## Task item
According to the text on elephant behavior, what do bellows indicate?

## Text block
Calves commonly play with one another. Play activities appear to help them gain experience with objects, develop locomotive skills and assess the abilities of other calves.

Solitary Bulls

From 12-15 years of age up to 20, young bulls will spend over 50% of their time away from the family unit, finally leaving entirely.

Despite their solitary nature bulls also have a complex form of social organization. After becoming independent they may walk alone or form small temporary bachelor groups of 2 – 14 animals.

Bulls wander more widely than cows and, during periods of musth, will venture away from their home range in search of mating opportunities.

Very old bulls will often be found far away from the main herds, in marshy areas. As their last tooth wear’s down, they need to be close to soft vegetation which requires minimal chewing.


Elephants communicate through gestures, touch, smell and sounds.

When encountering another individual, a kind of ‘greeting ceremony’ takes place where one animal inserts the tip of its trunk in the other’s mouth.

Elephants use their trunks, ears and movements of the head to indicate aggression.

Vocally, elephants are able to rumble, bellow, growl and trumpet. Most rumbling noises are below the frequency range of human hearing and are thought to travel several kilometres. This means elephants can tell where other animals are and can take steps to join, or avoid, one other. Growls tend to be used in greetings or as an expression or anger. Bellows indicate fear. Trumpeting can be used as an alarm, within threat displays or simply to express anger or excitement.

Aggressive Behaviour

Elephants are usually peaceful animals. Females may, however, be aggressive when young calves are present and bulls can be exceptionally aggressive during musth. All elephants may become aggressive when sick, injured or harassed.

## Data

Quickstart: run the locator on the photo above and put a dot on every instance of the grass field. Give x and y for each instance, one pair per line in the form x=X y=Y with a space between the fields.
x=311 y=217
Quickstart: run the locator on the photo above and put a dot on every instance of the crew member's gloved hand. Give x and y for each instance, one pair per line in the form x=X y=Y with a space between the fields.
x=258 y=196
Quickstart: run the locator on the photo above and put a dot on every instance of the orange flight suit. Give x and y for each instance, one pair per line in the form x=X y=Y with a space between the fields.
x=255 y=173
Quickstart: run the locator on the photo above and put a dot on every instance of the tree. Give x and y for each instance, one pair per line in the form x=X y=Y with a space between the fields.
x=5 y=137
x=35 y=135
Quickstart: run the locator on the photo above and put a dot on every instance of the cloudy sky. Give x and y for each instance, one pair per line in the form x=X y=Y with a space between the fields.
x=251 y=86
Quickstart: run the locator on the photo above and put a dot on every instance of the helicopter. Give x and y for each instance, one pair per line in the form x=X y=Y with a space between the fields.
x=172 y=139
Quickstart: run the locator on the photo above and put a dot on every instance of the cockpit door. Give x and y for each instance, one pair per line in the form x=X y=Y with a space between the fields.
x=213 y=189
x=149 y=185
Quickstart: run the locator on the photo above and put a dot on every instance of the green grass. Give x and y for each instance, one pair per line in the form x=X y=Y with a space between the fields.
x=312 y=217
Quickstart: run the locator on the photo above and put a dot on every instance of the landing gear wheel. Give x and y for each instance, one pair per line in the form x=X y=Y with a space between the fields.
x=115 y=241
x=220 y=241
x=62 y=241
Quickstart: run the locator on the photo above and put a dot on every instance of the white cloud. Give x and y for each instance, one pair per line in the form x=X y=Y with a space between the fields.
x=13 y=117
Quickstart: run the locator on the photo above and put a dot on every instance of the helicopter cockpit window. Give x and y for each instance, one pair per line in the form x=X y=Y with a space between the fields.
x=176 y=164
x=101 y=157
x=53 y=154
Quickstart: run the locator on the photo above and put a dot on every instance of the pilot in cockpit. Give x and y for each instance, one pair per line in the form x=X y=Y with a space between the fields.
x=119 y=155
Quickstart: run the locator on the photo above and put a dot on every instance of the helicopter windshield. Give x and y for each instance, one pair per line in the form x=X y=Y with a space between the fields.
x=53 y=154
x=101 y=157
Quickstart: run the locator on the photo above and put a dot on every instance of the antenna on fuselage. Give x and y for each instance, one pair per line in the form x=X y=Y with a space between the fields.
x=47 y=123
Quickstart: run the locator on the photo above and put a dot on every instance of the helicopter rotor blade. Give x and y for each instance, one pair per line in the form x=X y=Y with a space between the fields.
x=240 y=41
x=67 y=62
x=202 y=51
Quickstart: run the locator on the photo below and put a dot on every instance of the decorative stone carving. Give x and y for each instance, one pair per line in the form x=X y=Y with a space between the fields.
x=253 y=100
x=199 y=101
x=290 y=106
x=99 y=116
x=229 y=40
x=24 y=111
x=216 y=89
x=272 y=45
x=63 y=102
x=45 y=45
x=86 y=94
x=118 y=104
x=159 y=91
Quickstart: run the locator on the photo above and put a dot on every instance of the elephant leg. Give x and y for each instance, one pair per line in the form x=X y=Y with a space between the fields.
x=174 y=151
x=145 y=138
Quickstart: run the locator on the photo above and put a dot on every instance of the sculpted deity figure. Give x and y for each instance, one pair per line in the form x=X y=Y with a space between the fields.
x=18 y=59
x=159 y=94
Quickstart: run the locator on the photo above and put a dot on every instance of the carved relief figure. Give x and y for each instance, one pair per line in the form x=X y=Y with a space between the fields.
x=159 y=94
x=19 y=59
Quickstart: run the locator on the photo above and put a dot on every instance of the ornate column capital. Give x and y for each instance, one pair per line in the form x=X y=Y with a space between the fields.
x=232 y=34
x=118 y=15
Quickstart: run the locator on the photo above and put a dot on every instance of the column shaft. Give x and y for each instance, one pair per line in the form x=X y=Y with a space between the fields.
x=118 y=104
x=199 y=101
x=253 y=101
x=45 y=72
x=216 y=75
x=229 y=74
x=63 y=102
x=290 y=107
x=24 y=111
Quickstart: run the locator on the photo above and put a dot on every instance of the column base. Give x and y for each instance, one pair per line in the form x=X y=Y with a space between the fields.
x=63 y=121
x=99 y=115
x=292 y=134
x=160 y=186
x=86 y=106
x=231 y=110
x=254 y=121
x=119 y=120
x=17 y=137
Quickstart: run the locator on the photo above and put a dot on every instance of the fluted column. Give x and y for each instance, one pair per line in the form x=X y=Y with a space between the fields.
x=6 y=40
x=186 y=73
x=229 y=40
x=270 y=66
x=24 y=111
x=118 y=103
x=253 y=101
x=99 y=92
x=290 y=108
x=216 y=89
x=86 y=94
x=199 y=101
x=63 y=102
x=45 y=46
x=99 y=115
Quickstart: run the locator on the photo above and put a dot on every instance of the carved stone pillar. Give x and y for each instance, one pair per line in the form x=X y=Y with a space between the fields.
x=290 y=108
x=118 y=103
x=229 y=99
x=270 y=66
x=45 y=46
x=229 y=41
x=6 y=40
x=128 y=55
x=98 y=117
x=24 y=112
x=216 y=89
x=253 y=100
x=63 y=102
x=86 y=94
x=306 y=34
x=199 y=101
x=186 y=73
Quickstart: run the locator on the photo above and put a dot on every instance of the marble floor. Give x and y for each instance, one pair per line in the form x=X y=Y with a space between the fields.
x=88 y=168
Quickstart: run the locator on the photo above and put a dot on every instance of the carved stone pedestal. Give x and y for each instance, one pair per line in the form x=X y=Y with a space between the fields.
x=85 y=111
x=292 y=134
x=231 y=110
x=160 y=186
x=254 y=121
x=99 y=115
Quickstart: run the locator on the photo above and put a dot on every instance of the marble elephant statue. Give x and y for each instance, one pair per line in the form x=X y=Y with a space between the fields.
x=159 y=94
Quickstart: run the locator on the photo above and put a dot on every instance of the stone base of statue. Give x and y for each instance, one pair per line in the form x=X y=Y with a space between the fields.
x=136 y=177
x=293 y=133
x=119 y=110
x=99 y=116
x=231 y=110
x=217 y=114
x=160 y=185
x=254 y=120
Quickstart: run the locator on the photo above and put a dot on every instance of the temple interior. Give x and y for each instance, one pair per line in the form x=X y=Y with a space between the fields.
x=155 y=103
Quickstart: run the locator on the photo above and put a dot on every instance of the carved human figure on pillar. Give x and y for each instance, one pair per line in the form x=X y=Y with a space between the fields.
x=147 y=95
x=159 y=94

## Problem solution
Fear.